Source data
--- START ---
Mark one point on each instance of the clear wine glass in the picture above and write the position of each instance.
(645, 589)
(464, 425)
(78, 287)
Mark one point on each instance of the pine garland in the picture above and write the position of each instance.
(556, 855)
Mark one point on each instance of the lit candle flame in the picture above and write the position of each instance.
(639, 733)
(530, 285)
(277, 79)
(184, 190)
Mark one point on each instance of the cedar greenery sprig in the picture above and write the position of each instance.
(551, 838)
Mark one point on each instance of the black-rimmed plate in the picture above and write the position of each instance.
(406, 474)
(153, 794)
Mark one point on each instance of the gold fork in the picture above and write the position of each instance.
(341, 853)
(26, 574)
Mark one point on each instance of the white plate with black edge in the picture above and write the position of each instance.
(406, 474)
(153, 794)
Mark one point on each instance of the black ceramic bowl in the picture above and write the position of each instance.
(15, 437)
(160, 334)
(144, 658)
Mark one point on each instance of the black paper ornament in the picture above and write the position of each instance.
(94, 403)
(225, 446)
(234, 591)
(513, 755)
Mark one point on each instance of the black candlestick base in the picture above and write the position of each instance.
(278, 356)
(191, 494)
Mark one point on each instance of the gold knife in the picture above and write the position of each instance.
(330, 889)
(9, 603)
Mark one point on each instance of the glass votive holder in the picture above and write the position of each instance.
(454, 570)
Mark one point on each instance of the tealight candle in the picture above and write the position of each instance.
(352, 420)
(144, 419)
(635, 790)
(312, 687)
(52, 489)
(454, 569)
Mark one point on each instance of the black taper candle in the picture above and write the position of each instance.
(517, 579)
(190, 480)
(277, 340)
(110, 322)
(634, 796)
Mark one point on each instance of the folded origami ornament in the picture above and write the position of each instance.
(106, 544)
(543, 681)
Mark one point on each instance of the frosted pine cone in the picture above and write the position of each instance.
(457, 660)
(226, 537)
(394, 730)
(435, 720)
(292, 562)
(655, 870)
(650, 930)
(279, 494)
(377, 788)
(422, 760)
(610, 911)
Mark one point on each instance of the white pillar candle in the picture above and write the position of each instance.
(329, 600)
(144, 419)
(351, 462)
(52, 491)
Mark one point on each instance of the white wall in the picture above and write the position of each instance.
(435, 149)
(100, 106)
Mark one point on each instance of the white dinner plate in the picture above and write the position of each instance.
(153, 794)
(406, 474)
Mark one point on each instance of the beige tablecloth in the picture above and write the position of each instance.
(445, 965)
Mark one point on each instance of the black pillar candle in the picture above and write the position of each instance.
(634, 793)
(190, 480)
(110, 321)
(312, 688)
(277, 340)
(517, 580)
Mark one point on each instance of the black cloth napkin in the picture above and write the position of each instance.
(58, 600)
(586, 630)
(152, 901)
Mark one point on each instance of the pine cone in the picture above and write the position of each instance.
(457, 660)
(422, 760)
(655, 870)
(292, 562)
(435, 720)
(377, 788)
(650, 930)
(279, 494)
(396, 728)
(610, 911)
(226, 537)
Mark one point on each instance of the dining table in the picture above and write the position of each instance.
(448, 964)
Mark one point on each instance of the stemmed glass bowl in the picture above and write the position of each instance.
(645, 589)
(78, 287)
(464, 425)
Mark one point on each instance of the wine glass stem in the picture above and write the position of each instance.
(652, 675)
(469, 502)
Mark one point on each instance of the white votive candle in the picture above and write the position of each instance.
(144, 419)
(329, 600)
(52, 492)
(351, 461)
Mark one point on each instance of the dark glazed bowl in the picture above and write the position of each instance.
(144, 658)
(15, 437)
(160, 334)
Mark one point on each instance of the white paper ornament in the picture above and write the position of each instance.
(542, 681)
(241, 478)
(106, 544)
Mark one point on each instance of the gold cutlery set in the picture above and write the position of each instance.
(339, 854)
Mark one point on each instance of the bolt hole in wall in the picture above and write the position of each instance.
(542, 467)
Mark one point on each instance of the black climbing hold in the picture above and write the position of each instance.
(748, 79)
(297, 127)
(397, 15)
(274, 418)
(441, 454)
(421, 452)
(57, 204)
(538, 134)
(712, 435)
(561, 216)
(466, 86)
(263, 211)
--- END ---
How to complete this task
Nothing but the lines from the line with "Mark one point on each instance of the black cloth" to the last line of the listing above should appear; please retype them exactly, both ends included.

Response to this exercise
Mark one point on each instance of the black cloth napkin in the picture above and write the position of each instance.
(58, 600)
(586, 630)
(152, 901)
Mark one point on each instance of the pine cone in the picture above and write the position of each instance.
(457, 660)
(422, 760)
(655, 870)
(292, 562)
(435, 720)
(377, 788)
(650, 930)
(279, 494)
(396, 728)
(610, 911)
(226, 537)
Mark one point on each instance of the dining table in the picture above and write the position of each instance.
(448, 964)
Mark one point on each instance of the stemmed glass bowl in the picture above and write the position of each instance.
(645, 589)
(78, 287)
(464, 425)
Mark one point on each instance of the wine glass stem in the picture above and write the position of each instance.
(652, 675)
(469, 502)
Mark one point on each instance of the white votive candle in the picture above and write the position of each instance.
(144, 419)
(329, 600)
(52, 492)
(351, 461)
Mark one point on each instance of the dark glazed bowl in the picture above and write the position of each instance.
(144, 658)
(15, 437)
(160, 334)
Mark one point on each instance of the white paper ornament in the picture above and write the position of each instance.
(542, 681)
(241, 478)
(106, 544)
Mark one point on each instance of the gold cutlery set in the picture above and write the position of each instance.
(339, 854)
Mark one point on each instance of the bolt hole in wall in the picture above and write the position of each instance.
(542, 467)
Mark one point on each instance of the black climbing hold in the picture above and write the position of each instance.
(748, 79)
(297, 127)
(397, 15)
(274, 418)
(441, 454)
(421, 452)
(57, 204)
(538, 134)
(712, 435)
(561, 216)
(466, 86)
(263, 211)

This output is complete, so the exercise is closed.